- Texte fourni:
______________________________

Liens Gaulois et Européens : le calendrier de Coligny

En France, à Coligny (Ain), un calendrier bronze du Ier siècle (découvert fin XIXe) inscrit en gaulois (écriture latine) mentionne Samoni – homologue de Samain, fin d’été/début hiver. Trinox Samoni (« trois nuits de Samain ») correspond à l’irlandais tráth na Samhna. Produit par des druides gaulois (attestés par César), il prouve une célébration ternaire commune aux Celtes insulaires et continentaux.Des chemins en bois comme Corlea (Irlande, âge du fer) ressemblent à ceux d’Allemagne, avec totems sangliers. Tourbières comme portails intermédiaires.
De la famine irlandaise à l’americanisation

La Grande Famine (1840s) force deux millions d’Irlandais à émigrer aux USA, emportant Samain. Avec pommes et noix, ils recréent jeux et veillées. Halloween explose : à Atlanta, mêmes divinations aux pommes. La sorcière à chapeau pointu vient d’Écosse (procès XVIe), pas d’Irlande (pas de chasses). À Salem, festivals honorent ancêtres, mais l’image est littéraire.

______________________________

- Matériel présenté:
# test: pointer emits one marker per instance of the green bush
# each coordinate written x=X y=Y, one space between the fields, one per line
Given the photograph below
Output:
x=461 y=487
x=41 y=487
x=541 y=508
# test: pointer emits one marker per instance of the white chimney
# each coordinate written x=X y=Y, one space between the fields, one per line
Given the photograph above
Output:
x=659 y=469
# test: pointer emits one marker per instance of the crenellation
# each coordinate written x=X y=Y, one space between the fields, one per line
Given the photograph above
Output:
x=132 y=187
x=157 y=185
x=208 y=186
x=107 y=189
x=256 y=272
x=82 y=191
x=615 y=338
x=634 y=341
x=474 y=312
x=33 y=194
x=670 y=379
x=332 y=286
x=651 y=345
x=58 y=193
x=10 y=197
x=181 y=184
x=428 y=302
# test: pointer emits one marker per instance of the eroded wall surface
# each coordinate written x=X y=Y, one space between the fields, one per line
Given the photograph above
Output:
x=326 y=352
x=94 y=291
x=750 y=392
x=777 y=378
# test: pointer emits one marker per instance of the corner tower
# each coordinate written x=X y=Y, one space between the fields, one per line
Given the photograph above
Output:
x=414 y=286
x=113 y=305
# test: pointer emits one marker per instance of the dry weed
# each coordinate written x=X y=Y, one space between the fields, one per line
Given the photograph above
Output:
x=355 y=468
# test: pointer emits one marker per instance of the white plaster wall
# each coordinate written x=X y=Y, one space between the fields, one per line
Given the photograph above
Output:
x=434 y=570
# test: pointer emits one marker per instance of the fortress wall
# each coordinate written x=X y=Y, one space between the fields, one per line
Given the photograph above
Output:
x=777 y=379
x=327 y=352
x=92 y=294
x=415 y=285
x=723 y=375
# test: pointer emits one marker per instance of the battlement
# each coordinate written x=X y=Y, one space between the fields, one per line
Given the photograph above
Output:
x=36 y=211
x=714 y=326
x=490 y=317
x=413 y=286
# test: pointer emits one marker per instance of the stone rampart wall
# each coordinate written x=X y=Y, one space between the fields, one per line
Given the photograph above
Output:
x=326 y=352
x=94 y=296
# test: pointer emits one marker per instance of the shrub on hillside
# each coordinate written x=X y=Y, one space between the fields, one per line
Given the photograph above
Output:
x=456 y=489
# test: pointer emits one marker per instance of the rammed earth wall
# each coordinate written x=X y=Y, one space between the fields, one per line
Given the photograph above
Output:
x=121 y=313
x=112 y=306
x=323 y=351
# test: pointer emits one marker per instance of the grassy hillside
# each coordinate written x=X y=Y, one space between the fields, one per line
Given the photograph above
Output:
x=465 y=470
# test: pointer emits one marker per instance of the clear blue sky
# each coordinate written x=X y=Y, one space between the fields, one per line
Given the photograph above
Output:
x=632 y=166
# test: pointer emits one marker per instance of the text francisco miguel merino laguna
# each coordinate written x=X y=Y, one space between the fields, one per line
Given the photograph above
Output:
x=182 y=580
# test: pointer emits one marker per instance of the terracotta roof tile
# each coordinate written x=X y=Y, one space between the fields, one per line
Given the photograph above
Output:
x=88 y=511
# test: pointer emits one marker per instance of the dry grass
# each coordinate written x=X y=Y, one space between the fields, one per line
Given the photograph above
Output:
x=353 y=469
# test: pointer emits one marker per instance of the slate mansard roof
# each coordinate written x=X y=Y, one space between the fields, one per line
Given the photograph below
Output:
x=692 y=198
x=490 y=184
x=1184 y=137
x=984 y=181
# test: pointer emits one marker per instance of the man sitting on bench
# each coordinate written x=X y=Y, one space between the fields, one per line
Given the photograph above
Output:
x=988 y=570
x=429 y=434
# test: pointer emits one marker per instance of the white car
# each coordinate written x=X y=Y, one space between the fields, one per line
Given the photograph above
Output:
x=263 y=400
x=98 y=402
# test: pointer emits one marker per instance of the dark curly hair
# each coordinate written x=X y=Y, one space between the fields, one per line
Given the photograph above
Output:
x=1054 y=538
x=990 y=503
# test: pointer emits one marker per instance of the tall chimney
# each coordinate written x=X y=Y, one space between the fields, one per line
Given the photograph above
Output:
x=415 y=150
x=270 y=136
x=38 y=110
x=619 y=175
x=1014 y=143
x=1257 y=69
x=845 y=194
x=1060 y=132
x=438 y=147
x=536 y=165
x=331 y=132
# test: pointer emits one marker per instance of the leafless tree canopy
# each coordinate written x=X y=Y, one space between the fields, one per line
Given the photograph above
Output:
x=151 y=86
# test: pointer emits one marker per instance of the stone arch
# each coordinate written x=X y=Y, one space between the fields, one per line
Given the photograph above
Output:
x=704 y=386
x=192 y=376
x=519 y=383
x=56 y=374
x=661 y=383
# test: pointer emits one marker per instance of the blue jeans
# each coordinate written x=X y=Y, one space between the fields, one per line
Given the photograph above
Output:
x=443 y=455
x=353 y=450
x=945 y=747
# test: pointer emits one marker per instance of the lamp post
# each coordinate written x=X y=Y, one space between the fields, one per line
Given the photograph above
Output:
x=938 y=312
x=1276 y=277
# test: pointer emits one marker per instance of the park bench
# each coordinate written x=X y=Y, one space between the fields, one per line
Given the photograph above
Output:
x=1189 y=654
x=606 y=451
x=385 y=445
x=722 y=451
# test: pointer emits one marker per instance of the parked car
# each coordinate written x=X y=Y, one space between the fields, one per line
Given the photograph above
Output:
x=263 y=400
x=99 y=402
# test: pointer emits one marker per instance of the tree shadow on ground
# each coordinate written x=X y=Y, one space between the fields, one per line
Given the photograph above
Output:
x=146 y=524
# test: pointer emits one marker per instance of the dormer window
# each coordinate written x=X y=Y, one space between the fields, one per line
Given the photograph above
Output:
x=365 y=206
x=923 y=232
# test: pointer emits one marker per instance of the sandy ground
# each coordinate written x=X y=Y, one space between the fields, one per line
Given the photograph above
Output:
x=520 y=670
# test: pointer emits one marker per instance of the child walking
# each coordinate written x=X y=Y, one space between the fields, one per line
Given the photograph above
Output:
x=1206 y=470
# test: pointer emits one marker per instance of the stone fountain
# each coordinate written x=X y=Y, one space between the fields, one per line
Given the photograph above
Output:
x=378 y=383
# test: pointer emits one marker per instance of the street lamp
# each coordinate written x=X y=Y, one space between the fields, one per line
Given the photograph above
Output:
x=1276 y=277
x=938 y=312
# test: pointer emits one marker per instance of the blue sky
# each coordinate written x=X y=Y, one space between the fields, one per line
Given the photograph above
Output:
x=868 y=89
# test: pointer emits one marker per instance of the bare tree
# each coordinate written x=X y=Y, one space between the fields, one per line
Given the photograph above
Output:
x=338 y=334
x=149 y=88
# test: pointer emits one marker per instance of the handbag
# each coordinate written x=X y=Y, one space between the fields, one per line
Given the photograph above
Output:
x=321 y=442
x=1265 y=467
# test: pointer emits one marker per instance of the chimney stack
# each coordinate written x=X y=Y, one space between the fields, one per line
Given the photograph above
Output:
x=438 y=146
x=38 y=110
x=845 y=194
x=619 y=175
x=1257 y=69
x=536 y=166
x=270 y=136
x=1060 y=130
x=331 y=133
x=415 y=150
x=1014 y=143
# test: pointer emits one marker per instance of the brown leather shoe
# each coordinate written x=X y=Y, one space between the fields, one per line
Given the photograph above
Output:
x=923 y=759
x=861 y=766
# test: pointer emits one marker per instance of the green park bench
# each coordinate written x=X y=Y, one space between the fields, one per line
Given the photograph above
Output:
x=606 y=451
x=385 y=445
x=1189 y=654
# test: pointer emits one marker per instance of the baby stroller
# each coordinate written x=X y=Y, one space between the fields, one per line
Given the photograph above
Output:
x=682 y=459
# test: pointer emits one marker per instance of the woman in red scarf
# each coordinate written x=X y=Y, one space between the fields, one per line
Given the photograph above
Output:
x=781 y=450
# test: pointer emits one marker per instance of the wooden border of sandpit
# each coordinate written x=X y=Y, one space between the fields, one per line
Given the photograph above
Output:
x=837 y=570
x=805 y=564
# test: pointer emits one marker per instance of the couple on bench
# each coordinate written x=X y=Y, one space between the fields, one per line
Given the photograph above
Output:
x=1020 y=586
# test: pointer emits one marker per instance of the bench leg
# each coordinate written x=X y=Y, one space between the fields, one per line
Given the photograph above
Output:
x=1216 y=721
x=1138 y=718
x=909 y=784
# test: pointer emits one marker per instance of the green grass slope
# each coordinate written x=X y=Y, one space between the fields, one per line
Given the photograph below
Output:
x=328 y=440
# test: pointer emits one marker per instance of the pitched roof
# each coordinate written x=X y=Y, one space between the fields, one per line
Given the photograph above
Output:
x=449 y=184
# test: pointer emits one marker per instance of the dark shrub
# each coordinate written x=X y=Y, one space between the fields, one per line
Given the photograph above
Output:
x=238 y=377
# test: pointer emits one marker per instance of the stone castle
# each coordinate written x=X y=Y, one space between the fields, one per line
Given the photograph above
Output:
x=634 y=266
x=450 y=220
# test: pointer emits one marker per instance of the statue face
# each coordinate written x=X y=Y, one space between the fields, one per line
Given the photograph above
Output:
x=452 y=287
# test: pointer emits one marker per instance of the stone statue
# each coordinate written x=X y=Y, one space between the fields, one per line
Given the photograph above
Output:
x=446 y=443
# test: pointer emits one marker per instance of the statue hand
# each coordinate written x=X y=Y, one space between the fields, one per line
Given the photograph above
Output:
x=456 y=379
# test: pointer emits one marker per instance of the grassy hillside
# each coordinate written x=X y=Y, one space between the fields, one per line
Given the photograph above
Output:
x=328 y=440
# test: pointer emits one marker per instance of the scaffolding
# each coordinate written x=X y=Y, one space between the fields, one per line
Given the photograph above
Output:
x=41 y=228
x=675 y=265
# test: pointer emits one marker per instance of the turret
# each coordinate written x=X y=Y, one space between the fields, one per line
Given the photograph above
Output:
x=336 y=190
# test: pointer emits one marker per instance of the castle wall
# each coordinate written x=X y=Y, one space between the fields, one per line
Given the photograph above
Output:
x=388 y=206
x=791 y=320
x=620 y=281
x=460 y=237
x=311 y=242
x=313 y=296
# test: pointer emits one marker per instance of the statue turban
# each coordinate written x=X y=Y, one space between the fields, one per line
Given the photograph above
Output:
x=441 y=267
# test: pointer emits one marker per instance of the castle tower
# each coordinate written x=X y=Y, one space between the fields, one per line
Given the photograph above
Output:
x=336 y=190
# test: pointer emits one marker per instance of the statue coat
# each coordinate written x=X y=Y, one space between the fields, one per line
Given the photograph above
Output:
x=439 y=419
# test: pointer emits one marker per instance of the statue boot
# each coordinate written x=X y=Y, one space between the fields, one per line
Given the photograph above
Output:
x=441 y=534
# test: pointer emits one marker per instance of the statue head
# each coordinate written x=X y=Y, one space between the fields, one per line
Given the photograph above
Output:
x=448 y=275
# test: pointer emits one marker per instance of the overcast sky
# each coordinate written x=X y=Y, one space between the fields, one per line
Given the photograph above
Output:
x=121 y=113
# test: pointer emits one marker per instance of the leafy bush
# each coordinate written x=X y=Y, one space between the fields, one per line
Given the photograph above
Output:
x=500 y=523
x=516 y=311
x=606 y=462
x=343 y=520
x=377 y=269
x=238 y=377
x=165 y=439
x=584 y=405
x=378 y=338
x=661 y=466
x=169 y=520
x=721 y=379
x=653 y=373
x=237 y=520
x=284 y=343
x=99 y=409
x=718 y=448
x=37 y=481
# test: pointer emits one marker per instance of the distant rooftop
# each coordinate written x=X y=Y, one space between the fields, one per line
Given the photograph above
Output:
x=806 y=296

______________________________

- Exercice proposé:
Prolongez le texte sur Samain et les origines d'Halloween au-delà de sa dernière phrase. Le matériel n'intervient pas dans ce travail.

- Production attendue:
Conclusion : un héritage universel

De feux païens à cercles de sorcières modernes, Halloween franchit frontières. Sites comme Castro de Baroña (Galice) ou Porte des Enfers à Hiérapolis (Turquie, gaz CO2 toxique sacralisé) montrent un besoin humain universel : contacter l’invisible face à l’incertitude.
Samain/Halloween nous rappelle notre fragilité saisonnière et existentielle. Des festivals de Púca aux citrouilles de Derry, célébrons comme bon nous semble – en honneur à ces ancêtres qui, face à l’hiver, allumaient des lumières pour défier les ténèbres.